_Excerpt_
<<<<
Campbell v. . Hall

121 S.E. 761 | N.C. | 1924

The case was heard upon the following agreed statement of facts:

1. Prior to 15 May, 1922, the Church of the Covenant contracted with U. A. Underwood for the building of certain Sunday-school rooms in the city of Wilmington, N.C. to be constructed according to certain specifications and for a specified sum.

2. Prior to the said 15 May, 1922, the said U. A. Underwood subcontracted to the plaintiff, Duncan Campbell, a certain part of said work, to be constructed according to the said specifications and for a specified sum.

3. On or about 15 May, 1922, the said Duncan Campbell notified the defendant, Church of the Covenant, that the said U. A. Underwood was indebted to him on his said subcontract in the sum of $1,250, and that he would require the Church of the Covenant to pay to him that sum from the moneys due by said church to U. A. Underwood.

4. Thereafter the plaintiff herein instituted suit against U. A. Underwood in the Superior Court of Wake County and recovered judgment against him on his said subcontract for the sum of $1,250, with interest and cost. In the said action the defendant therein, U. A. Underwood, set up a counterclaim against the said Duncan Campbell, which is substantially the same as the counterclaim set up by the defendants in this action, and a verdict was found against the said U. A. Underwood on the said counterclaim.

5. Subsequently, but more than six months after the giving of the notice by the said subcontractor, Duncan Campbell, to the owners, defendants herein, this action was brought by the said Duncan Campbell against the said Church of the Covenant. *465

6. At the time of giving said notice, the Church of the Covenant was indebted to U. A. Underwood upon his said contract in a sum exceeding $1,250.

7. U. A. Underwood completed the said contract with the Church of the Covenant, and delivered the said buildings in accordance with the terms of his contract and at the contract price.

8. U. A. Underwood is now insolvent, but the said Church of the Covenant required the said U. A. Underwood to furnish to the said church an indemnity bond to indemnify the said church against the claim of the plaintiff, which bond was given with the Maryland Casualty Company as surety thereon, and which bond the defendants now hold.

Upon these facts, Judge Daniels rendered the following judgment:

"It appearing to the court that the only defense insisted on by the defendant, Church of the Covenant, is that the suit to enforce the claim was not brought within six months after notice to the church of the plaintiff's claim, and the court being of the opinion that under the statute, where a lien is not filed, but notice is required to the owner to withhold the fund, the suit is not required to be brought within six months after giving said notice:

"It is therefore ordered and adjudged that the plaintiff, Duncan Campbell, recover of the defendant, Church of the Covenant, the sum of $1,250, the amount of its claim, with interest thereon from 15 May, 1922, and his cost incurred in this action, to be taxed by the clerk."
>>>>
_Data extract_
<<<<
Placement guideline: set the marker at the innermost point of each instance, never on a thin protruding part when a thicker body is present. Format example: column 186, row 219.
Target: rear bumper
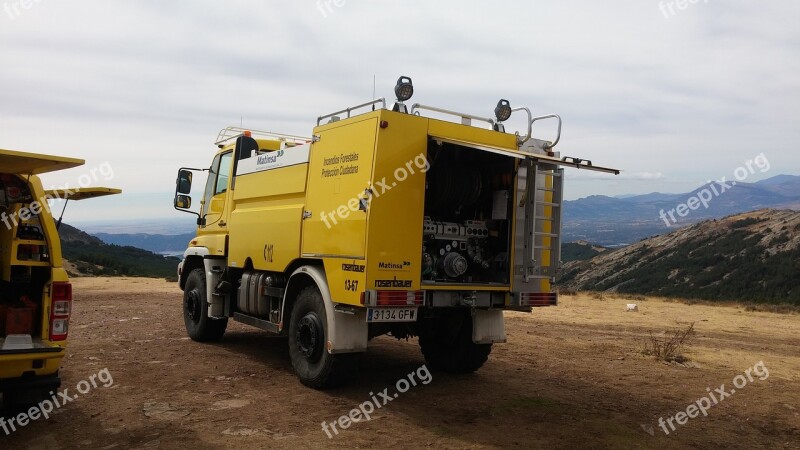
column 44, row 384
>>>>
_Parts of the exercise_
- 1) Based on the case report above, decide whether each statement agrees with it, answering yes or no and quoting the deciding words of the text. (a) Duncan Campbell told the Church of the Covenant that Underwood owed him $1,250. (b) Campbell's suit against Underwood was heard in a court of New Hanover County. (c) Underwood never finished the Sunday-school rooms he had contracted to build.
- 2) Reproduce the passage of the case report above word for word, everything from "7. U. A. Underwood" down to "defendants now hold.".

_Exercise answers_
- 1)
(a) Yes: "the said U. A. Underwood was indebted to him on his said subcontract in the sum of $1,250"
(b) No: "instituted suit against U. A. Underwood in the Superior Court of Wake County"
(c) No: "U. A. Underwood completed the said contract with the Church of the Covenant"

- 2)
7. U. A. Underwood completed the said contract with the Church of the Covenant, and delivered the said buildings in accordance with the terms of his contract and at the contract price.

8. U. A. Underwood is now insolvent, but the said Church of the Covenant required the said U. A. Underwood to furnish to the said church an indemnity bond to indemnify the said church against the claim of the plaintiff, which bond was given with the Maryland Casualty Company as surety thereon, and which bond the defendants now hold.